Step-by-Step: What to Do When You Get a Penalty Notice
Here's your action plan if an IRS penalty notice arrives in the mail.
Step 1: Don't Ignore It
This sounds obvious, but the IRS reports that a significant percentage of penalty notices go unanswered. Every penalty notice has a response deadline, typically 30 to 60 days. Missing that deadline doesn't eliminate your right to dispute the penalty, but it can limit your options and increase the amount you owe from accruing interest.
Step 2: Verify the Penalty Is Correct
The IRS makes errors. Check that the penalty was calculated on the right amount of tax, for the right period, and that any payments you made are reflected. If the underlying tax amount is wrong, dispute that first — the penalty will be adjusted automatically.
Step 3: Determine Your Best Relief Option
Work through the options in this order:
- First-Time Abatement — Check your three-year compliance history. If it's clean, start here. It's the fastest path to relief.
- Statutory exception — Do any automatic protections apply? Disaster relief, safe harbor for estimated taxes, or the 60-day late filing rule (if your return is less than 60 days late and this is your first offense, the penalty may be capped).
- Reasonable cause — If the above options don't fit, build a reasonable cause case with supporting documentation.
Step 4: Make Your Request
Call or write the IRS using the guidance above. If you call, have your notice, Social Security number, and relevant dates in front of you. If you write, send your letter by certified mail so you have proof of delivery.

- - -

● PROBLEMS TO SOLVE:
a - In the penalty notice guide, what is the typical response deadline on an IRS penalty notice?
b - Retype the penalty notice guide between "Step 3: Determine" and "may be capped).", inclusive.
c - Write what comes next in the penalty notice guide, picking up after its final sentence.

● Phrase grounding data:
- - -

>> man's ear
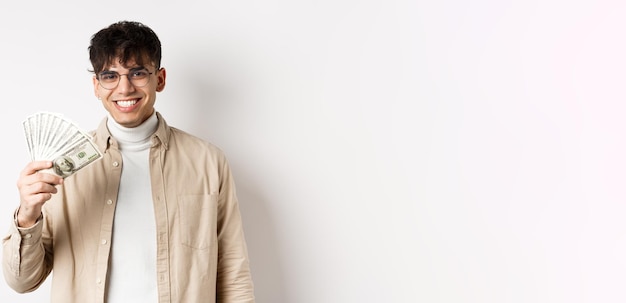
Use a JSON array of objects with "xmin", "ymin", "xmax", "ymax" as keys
[{"xmin": 156, "ymin": 67, "xmax": 167, "ymax": 92}]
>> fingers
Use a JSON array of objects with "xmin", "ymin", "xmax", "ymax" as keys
[{"xmin": 17, "ymin": 161, "xmax": 63, "ymax": 226}]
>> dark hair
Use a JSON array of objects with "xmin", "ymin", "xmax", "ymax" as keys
[{"xmin": 89, "ymin": 21, "xmax": 161, "ymax": 74}]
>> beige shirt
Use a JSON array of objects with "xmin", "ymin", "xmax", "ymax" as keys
[{"xmin": 2, "ymin": 113, "xmax": 254, "ymax": 303}]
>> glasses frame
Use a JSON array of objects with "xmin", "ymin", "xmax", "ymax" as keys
[{"xmin": 96, "ymin": 67, "xmax": 157, "ymax": 90}]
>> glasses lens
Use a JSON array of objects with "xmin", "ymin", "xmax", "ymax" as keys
[
  {"xmin": 128, "ymin": 69, "xmax": 150, "ymax": 87},
  {"xmin": 98, "ymin": 71, "xmax": 120, "ymax": 89},
  {"xmin": 98, "ymin": 69, "xmax": 152, "ymax": 89}
]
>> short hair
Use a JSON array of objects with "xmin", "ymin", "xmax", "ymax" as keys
[{"xmin": 89, "ymin": 21, "xmax": 161, "ymax": 74}]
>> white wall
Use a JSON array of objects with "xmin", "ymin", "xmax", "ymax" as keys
[{"xmin": 0, "ymin": 0, "xmax": 626, "ymax": 303}]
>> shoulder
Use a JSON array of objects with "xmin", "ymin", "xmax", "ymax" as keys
[{"xmin": 169, "ymin": 126, "xmax": 224, "ymax": 157}]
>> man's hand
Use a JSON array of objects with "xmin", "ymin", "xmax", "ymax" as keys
[{"xmin": 17, "ymin": 161, "xmax": 63, "ymax": 227}]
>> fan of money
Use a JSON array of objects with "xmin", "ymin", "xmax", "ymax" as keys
[{"xmin": 23, "ymin": 112, "xmax": 102, "ymax": 178}]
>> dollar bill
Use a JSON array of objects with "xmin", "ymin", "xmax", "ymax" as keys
[
  {"xmin": 22, "ymin": 112, "xmax": 102, "ymax": 178},
  {"xmin": 41, "ymin": 138, "xmax": 102, "ymax": 178}
]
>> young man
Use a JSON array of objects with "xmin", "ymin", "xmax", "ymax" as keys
[{"xmin": 3, "ymin": 21, "xmax": 254, "ymax": 303}]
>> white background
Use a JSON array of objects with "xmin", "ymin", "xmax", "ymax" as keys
[{"xmin": 0, "ymin": 0, "xmax": 626, "ymax": 303}]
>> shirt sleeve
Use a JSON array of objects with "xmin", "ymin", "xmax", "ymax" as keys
[
  {"xmin": 2, "ymin": 210, "xmax": 52, "ymax": 293},
  {"xmin": 217, "ymin": 158, "xmax": 255, "ymax": 303}
]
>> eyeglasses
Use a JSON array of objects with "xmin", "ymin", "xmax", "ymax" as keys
[{"xmin": 97, "ymin": 68, "xmax": 154, "ymax": 90}]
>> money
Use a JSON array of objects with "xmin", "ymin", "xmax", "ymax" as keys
[{"xmin": 22, "ymin": 112, "xmax": 102, "ymax": 178}]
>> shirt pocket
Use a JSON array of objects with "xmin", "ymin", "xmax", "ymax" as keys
[{"xmin": 178, "ymin": 194, "xmax": 217, "ymax": 249}]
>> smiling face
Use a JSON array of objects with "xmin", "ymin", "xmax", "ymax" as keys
[{"xmin": 93, "ymin": 58, "xmax": 165, "ymax": 127}]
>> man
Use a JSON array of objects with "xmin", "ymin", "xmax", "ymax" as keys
[{"xmin": 3, "ymin": 21, "xmax": 254, "ymax": 303}]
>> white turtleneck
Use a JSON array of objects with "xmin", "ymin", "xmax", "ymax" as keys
[{"xmin": 107, "ymin": 112, "xmax": 158, "ymax": 303}]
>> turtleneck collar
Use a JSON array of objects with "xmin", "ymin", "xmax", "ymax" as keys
[{"xmin": 107, "ymin": 111, "xmax": 159, "ymax": 150}]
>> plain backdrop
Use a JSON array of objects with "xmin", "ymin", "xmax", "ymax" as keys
[{"xmin": 0, "ymin": 0, "xmax": 626, "ymax": 303}]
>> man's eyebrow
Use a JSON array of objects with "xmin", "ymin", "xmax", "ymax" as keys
[{"xmin": 100, "ymin": 65, "xmax": 148, "ymax": 73}]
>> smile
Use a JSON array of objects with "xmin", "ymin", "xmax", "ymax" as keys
[{"xmin": 115, "ymin": 100, "xmax": 137, "ymax": 107}]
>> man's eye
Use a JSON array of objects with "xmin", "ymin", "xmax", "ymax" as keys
[
  {"xmin": 131, "ymin": 70, "xmax": 149, "ymax": 79},
  {"xmin": 100, "ymin": 73, "xmax": 118, "ymax": 81}
]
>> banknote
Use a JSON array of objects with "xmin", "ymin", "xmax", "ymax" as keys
[{"xmin": 22, "ymin": 112, "xmax": 102, "ymax": 178}]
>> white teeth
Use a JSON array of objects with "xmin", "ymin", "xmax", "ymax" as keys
[{"xmin": 117, "ymin": 100, "xmax": 137, "ymax": 107}]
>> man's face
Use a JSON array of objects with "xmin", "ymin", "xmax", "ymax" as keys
[{"xmin": 93, "ymin": 58, "xmax": 165, "ymax": 127}]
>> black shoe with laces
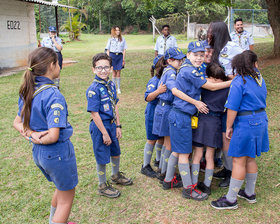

- - -

● ACTIVITY ANSWERS:
a - 30 to 60 days

b -
Step 3: Determine Your Best Relief Option
Work through the options in this order:
- First-Time Abatement — Check your three-year compliance history. If it's clean, start here. It's the fastest path to relief.
- Statutory exception — Do any automatic protections apply? Disaster relief, safe harbor for estimated taxes, or the 60-day late filing rule (if your return is less than 60 days late and this is your first offense, the penalty may be capped).

c -
Step 5: Follow Up
If you don't hear back within 60 days of mailing your request, call the IRS to check the status. Keep copies of everything. If your request is denied, you'll receive a letter explaining why — and instructions for how to appeal.
Preventing Penalties Before They Start
The best penalty is the one you never owe. These habits will keep you out of penalty territory.
Always File on Time — Even If You Can't Pay
The failure-to-file penalty is ten times larger than the failure-to-pay penalty (5% vs. 0.5% per month). If you can't pay your full tax bill, file your return anyway and pay what you can. You can set up a payment plan with the IRS for the rest.
Use Extensions Wisely
Filing Form 4868 gives you an automatic six-month extension to file, pushing your deadline to October 15. But an extension to file is not an extension to pay. You still need to estimate and pay your tax by April 15 to avoid the failure-to-pay penalty.
Adjust Your Withholding After Life Changes
Got married, had a baby, started a side business, sold investments? Run the IRS Tax Withholding Estimator at irs.gov to make sure your W-4 or estimated payments are on track. Catching a shortfall mid-year is far cheaper than discovering it the following April.
Set Calendar Reminders for Estimated Tax Deadlines
If you have income that isn't subject to withholding, mark these dates: April 15, June 16, September 15, and January 15 of the following year. Missing even one quarterly payment can trigger the underpayment penalty.
Keep Good Records Year-Round
Accuracy-related penalties are much easier to contest — or avoid entirely — when you have documentation supporting every deduction and income figure on your return. Save receipts, log business mileage, and keep records for at least three years after filing (six years if you have significant unreported income).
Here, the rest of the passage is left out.